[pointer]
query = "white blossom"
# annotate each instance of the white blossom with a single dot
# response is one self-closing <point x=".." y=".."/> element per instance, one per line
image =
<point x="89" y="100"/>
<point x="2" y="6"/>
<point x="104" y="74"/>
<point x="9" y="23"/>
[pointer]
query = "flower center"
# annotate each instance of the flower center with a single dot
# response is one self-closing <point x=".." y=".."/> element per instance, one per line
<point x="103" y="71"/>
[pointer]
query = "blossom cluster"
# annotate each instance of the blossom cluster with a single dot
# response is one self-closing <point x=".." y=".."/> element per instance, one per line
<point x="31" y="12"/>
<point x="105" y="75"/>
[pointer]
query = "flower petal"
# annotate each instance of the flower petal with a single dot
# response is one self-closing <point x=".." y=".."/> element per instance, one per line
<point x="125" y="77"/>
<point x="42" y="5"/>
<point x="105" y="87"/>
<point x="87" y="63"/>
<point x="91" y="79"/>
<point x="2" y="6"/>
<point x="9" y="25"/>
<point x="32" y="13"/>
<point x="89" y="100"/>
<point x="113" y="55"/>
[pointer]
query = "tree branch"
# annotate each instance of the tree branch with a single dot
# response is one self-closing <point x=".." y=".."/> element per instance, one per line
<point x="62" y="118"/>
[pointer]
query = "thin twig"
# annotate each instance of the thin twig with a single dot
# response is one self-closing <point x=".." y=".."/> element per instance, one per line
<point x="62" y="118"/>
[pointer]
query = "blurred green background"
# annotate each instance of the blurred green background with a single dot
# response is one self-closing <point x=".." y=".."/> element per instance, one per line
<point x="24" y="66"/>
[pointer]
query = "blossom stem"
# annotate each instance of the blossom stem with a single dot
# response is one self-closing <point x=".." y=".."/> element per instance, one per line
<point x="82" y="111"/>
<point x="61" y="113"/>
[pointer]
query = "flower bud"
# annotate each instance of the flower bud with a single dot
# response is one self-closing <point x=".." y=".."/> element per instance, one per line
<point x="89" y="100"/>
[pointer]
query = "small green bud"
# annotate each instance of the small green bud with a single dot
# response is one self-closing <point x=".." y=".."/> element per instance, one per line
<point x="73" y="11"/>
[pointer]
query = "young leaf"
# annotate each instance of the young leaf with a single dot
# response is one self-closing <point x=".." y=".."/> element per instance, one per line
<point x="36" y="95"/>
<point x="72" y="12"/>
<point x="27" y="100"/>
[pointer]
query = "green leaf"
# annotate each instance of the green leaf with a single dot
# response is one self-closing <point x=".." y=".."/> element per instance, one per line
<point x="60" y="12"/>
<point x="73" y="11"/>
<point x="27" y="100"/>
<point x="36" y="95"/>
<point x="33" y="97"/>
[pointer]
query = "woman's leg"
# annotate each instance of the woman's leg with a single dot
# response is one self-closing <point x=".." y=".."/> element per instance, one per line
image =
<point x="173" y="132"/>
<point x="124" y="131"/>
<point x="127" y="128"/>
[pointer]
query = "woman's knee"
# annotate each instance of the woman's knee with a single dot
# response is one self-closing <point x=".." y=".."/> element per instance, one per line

* * * * * * *

* **Problem details**
Write the data back out verbatim.

* **The result**
[pointer]
query = "white blossom"
# annotate each instance of the white blossom with a single dot
# response is one self-closing <point x=".." y=".."/> element per instance, one per line
image =
<point x="89" y="100"/>
<point x="2" y="6"/>
<point x="104" y="74"/>
<point x="9" y="23"/>
[pointer]
query = "flower center"
# annotate each instance of the flower center with a single dot
# response is one self-closing <point x=".." y=".."/> element per instance, one per line
<point x="103" y="71"/>
[pointer]
query = "blossom cluster"
# annotate each instance of the blossom cluster with a single dot
# response is one self-closing <point x=".." y=".."/> element per instance, one per line
<point x="31" y="12"/>
<point x="105" y="75"/>
[pointer]
query = "flower petal"
# annotate each instance of the flower petal with a single dot
# response is one self-closing <point x=".." y=".."/> element per instance, one per line
<point x="125" y="77"/>
<point x="42" y="5"/>
<point x="105" y="87"/>
<point x="87" y="63"/>
<point x="91" y="79"/>
<point x="2" y="6"/>
<point x="9" y="25"/>
<point x="32" y="13"/>
<point x="89" y="100"/>
<point x="113" y="55"/>
[pointer]
query = "tree branch"
# annotate each instance of the tree branch with a single dot
# response is one self-closing <point x=".." y=".."/> element per instance, one per line
<point x="62" y="118"/>
[pointer]
query = "thin twig"
# annotate each instance of the thin twig with a single dot
# response is one self-closing <point x=".." y=".."/> element per instance, one per line
<point x="62" y="118"/>
[pointer]
query = "blurred green background"
# annotate each instance of the blurred green background with a single dot
# response is one self-closing <point x=".." y=".."/> element per instance, one per line
<point x="24" y="66"/>
[pointer]
query = "blossom stem"
# annotate each instance of the blossom stem with a single dot
# response is one self-closing <point x=".." y=".."/> element per instance, one per line
<point x="82" y="111"/>
<point x="61" y="113"/>
[pointer]
query = "flower bud"
# annotate each instance of the flower bud with a single dot
# response is one self-closing <point x=".." y=".."/> element per instance, one per line
<point x="89" y="100"/>
[pointer]
query = "small green bud"
# annotate each instance of the small green bud with a single dot
# response is one self-closing <point x=".." y=".."/> element per instance, one per line
<point x="73" y="11"/>
[pointer]
query = "young leaf"
# annotate each instance of the young leaf with a single dot
# response is one self-closing <point x=".." y=".."/> element per instance, one per line
<point x="36" y="95"/>
<point x="72" y="12"/>
<point x="27" y="100"/>
[pointer]
query = "green leaf"
# annotate each instance of the green leaf with a single dot
# response is one self-closing <point x=".." y=".."/> element per instance, one per line
<point x="60" y="12"/>
<point x="73" y="11"/>
<point x="27" y="100"/>
<point x="36" y="95"/>
<point x="33" y="97"/>
[pointer]
query = "woman's leg"
# annotate each instance of the woman's leg with a single dot
# response is one self-closing <point x=".." y=".."/> element per instance, one per line
image =
<point x="173" y="132"/>
<point x="124" y="131"/>
<point x="127" y="128"/>
[pointer]
query = "woman's knee"
# annotate each instance of the woman's knee with a single dot
# response is one self-closing <point x=".." y=".."/> element per instance, one per line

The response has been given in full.